• _DATA IN THIS EXERCISE_
○ ○ ○ ○ ○

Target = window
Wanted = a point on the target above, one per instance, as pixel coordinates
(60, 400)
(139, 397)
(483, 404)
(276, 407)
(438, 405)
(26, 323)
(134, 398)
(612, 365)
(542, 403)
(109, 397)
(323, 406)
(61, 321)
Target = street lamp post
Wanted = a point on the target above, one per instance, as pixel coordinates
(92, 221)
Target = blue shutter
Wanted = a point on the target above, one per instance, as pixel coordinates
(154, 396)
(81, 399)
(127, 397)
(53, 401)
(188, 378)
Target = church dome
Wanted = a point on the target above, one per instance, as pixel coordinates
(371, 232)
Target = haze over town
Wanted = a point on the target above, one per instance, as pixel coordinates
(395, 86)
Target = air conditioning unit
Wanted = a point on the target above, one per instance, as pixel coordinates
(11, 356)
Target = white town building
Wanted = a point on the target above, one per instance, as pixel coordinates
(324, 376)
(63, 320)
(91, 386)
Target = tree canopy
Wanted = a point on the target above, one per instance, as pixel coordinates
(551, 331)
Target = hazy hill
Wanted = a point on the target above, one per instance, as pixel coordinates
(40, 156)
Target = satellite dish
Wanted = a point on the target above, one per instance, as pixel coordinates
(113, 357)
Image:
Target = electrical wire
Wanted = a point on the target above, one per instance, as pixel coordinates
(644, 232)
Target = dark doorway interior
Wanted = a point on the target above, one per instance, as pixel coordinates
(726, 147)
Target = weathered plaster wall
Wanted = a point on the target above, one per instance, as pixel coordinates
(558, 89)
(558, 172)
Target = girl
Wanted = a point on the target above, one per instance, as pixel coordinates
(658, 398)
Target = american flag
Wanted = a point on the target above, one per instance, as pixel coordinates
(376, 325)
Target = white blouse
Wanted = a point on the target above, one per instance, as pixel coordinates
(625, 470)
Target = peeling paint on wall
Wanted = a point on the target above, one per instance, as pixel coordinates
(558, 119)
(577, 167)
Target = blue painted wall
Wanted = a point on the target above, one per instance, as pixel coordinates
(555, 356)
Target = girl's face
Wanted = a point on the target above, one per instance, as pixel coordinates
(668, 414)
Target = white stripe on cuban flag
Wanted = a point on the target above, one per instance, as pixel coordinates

○ ○ ○ ○ ○

• _EXERCISE GOAL_
Return all of the material above unchanged, line for line and character for character.

• _EXERCISE SOLUTION_
Target = window
Wanted = a point on the target above, one per instance, as pixel coordinates
(60, 400)
(139, 397)
(483, 404)
(276, 407)
(438, 405)
(26, 323)
(134, 398)
(612, 365)
(542, 403)
(109, 397)
(323, 406)
(61, 321)
Target = street lamp post
Wanted = a point on the target above, one per instance, as pixel coordinates
(92, 221)
Target = blue shutter
Wanted = a point on the target above, one per instance, as pixel coordinates
(154, 396)
(81, 399)
(127, 397)
(53, 401)
(188, 378)
Target = church dome
Wanted = a point on the target above, one per instance, as pixel coordinates
(371, 232)
Target = haze over town
Wanted = a point on the target above, one per instance, as pixel coordinates
(395, 86)
Target = air conditioning unit
Wanted = a point on the target above, one per instance, as pixel coordinates
(11, 356)
Target = white town building
Wanted = a point on the target above, one per instance, as pixel coordinates
(324, 376)
(63, 320)
(91, 386)
Target = tree canopy
Wanted = a point on the target above, one per instance, as pixel coordinates
(551, 331)
Target = hazy hill
Wanted = a point on the target above, one per instance, as pixel coordinates
(40, 156)
Target = satellite dish
Wanted = a point on the target above, one per instance, as pixel coordinates
(113, 357)
Image:
Target = electrical wire
Wanted = a point on the target above, one per instance, as pixel coordinates
(644, 232)
Target = dark doorway interior
Wanted = a point on the target above, one per instance, as pixel coordinates
(726, 147)
Target = weathered plaster wall
Wanted = a point on the target above, one per instance, as pixel coordinates
(558, 89)
(558, 172)
Target = girl
Wanted = a point on the target above, one per instance, as pixel coordinates
(658, 398)
Target = american flag
Wanted = a point on the target above, one per instance, as pixel coordinates
(376, 325)
Target = white blouse
Wanted = a point on the target above, one per instance, as pixel coordinates
(625, 470)
Target = peeling paint on wall
Wanted = a point on the target above, one per instance, as pixel coordinates
(558, 119)
(577, 167)
Target = blue painted wall
Wanted = a point on the target above, one per instance, as pixel coordinates
(555, 356)
Target = girl's face
Wanted = a point on the target above, one per instance, as pixel coordinates
(668, 414)
Target = white stripe on cuban flag
Wanted = a point on the target above, one per instance, as pixel coordinates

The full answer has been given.